NEW YORK (AP) -- In a series known more for brutality than for beauty, it was only fitting that an ex-football player sealed the victory.

Charlie Ward scored a career playoff-high 20 points, including New York's final nine, to lead the Knicks past the Heat 91-83 on Sunday, evening their Eastern Conference semifinal series at two games apiece.

The 1993 Heisman Trophy winner was the only Knicks player to score in the final 4 1/2 minutes, converting two layups, a jumper and a 3-pointer.

"I felt like I should have my own team . . . like a go-to guy," Ward said. "I've been in that position before, when you are the man and everybody is looking for you to make plays, and you make those plays."

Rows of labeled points
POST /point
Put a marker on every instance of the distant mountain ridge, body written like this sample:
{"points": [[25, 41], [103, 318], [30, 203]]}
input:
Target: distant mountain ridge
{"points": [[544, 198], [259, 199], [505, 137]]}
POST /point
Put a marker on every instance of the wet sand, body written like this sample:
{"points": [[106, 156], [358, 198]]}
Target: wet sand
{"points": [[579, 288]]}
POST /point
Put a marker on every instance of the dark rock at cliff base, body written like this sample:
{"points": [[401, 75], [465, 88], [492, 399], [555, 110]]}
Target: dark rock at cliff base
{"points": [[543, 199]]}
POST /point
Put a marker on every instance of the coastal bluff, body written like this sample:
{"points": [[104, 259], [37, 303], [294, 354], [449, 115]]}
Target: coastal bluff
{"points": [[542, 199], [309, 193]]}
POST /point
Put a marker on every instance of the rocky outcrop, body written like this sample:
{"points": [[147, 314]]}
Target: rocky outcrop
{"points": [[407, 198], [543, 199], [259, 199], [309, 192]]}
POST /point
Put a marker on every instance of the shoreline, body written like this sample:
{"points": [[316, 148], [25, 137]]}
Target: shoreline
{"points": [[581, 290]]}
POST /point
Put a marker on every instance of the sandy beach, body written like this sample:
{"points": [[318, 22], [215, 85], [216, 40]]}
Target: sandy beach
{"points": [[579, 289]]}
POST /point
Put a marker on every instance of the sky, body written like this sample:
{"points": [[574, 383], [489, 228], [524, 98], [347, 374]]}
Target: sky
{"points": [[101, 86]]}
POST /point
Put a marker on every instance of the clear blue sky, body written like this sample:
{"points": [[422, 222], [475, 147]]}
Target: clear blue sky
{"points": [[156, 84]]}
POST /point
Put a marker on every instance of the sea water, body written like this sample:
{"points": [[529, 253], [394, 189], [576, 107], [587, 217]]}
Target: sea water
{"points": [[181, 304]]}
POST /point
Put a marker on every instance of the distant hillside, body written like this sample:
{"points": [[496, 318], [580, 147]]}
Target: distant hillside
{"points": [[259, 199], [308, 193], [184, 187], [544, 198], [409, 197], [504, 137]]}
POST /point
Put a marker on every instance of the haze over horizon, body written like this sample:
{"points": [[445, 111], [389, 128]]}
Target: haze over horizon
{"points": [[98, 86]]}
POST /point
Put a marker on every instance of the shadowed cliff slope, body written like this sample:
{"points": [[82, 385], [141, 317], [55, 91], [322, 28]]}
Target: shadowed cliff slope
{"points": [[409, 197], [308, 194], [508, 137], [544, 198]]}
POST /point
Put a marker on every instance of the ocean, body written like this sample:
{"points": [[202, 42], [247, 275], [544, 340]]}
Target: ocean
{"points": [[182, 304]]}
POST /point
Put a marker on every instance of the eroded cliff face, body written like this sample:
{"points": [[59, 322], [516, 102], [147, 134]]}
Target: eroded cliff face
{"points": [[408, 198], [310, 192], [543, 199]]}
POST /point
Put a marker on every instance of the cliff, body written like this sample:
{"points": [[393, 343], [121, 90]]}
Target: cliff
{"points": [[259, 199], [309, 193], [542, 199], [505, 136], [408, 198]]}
--
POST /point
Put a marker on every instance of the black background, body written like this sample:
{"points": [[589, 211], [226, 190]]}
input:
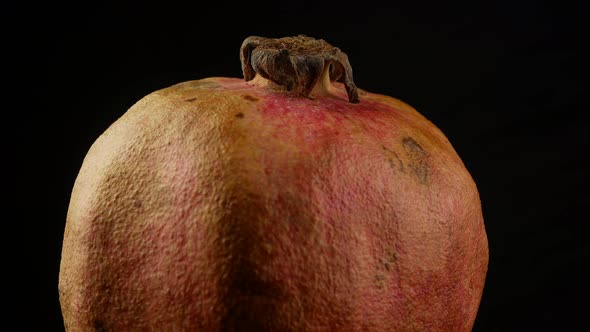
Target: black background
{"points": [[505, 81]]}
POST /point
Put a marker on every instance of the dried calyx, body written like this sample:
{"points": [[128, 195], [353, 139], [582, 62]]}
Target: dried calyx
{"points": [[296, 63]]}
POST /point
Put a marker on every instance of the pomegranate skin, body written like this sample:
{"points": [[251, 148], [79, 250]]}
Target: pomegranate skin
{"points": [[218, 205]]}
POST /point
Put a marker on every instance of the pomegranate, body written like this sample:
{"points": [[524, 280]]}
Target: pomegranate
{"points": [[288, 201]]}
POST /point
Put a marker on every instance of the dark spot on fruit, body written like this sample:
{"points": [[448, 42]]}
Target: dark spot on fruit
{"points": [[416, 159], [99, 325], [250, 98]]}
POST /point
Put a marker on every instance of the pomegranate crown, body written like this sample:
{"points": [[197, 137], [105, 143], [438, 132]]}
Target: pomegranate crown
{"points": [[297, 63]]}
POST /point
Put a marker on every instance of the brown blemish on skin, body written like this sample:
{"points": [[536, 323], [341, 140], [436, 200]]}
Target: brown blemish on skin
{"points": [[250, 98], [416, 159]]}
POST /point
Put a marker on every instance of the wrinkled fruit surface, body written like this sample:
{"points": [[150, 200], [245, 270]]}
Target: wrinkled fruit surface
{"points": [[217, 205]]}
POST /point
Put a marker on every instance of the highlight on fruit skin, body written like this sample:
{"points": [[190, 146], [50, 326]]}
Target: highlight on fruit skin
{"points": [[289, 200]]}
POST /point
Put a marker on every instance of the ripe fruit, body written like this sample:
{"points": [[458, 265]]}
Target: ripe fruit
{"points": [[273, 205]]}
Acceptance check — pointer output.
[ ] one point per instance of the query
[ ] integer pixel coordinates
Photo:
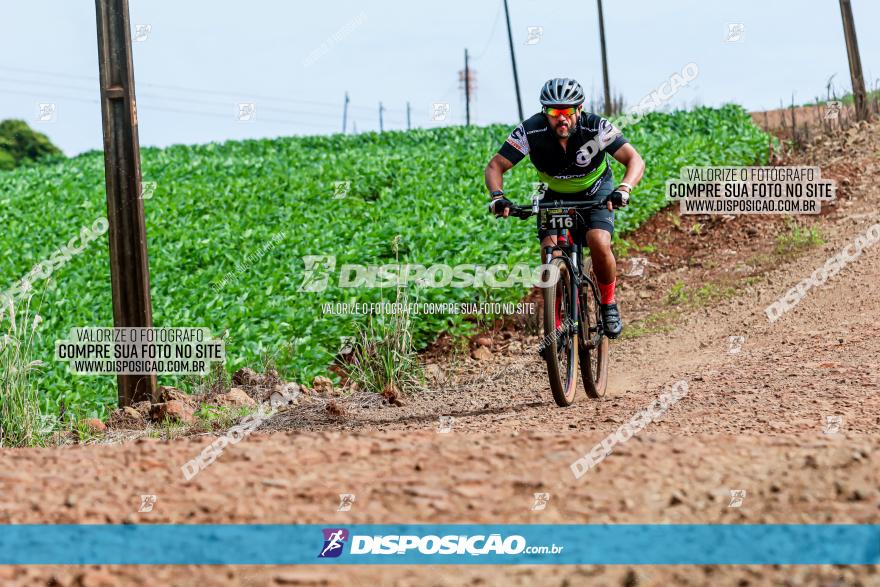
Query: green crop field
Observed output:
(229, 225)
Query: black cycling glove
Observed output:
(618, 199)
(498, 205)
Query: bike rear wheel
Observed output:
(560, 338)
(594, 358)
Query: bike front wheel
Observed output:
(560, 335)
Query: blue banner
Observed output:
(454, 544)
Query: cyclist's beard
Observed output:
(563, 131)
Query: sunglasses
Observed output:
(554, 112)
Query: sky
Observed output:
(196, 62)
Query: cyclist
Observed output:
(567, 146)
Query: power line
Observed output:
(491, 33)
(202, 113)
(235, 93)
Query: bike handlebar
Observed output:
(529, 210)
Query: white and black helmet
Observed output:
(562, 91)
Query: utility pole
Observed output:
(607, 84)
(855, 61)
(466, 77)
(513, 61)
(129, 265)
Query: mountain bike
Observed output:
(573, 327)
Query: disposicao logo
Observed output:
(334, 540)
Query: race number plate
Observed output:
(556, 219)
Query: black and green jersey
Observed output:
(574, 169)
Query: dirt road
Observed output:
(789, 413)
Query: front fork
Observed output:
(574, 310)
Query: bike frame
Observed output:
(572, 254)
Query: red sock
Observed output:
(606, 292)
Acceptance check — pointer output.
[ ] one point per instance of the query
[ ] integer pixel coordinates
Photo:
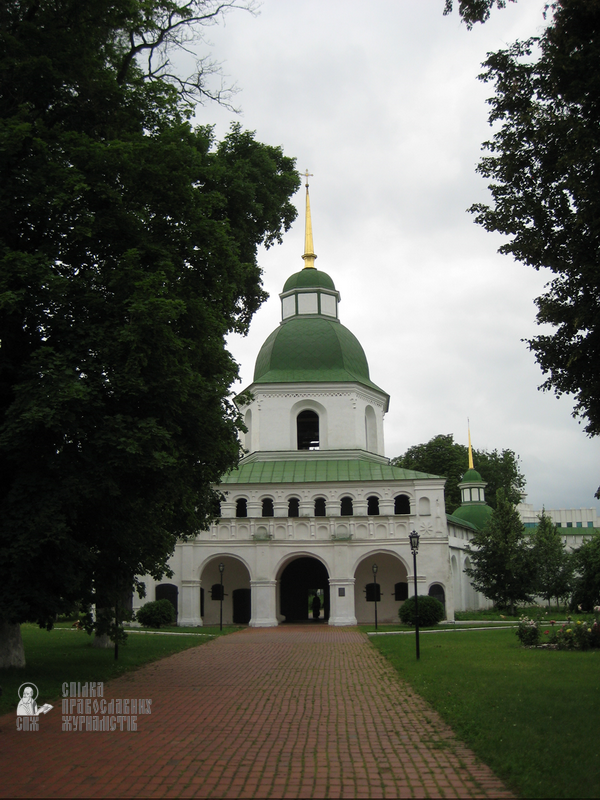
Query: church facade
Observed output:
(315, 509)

→ **To-do list**:
• 1. Show every line of the rows that contains the string "cliff", matching its case exactly.
• 2. Continue the Knicks-Heat game report from the end of its last sentence.
The Knicks-Heat game report and the rows were drawn from separate sources.

→ **Expected outputs**:
• 1.
Put a marker on every instance of the dark rock at cliff base, body written like this sample:
Target: dark rock at cliff base
Put a marker on every instance of the shadowed cliff slope, body written like this sample:
Target: shadowed cliff slope
Put a marker on every instance of the eroded cliff face, body written like this sample:
Target: eroded cliff face
Put a marker on every instance of the cliff, body written like this sample:
Target: cliff

• 2.
Ward's final shot with 36.1 seconds left clinched the victory, prompting him to pump his fist and spurring the crowd to break into a chant of "Char-lie, Char-lie." Ward had never heard such a tribute from the Madison Square Garden crowd during his six-year career.

"That was just nice for Charlie to get the accolades he got," Knicks forward Marcus Camby said.

Ward, playing his 53rd career playoff game, surpassed his previous postseason best of 15 points against Indiana in 1998.

He also had seven rebounds, four assists and three steals, and it was just the third time all season he led the team in scoring.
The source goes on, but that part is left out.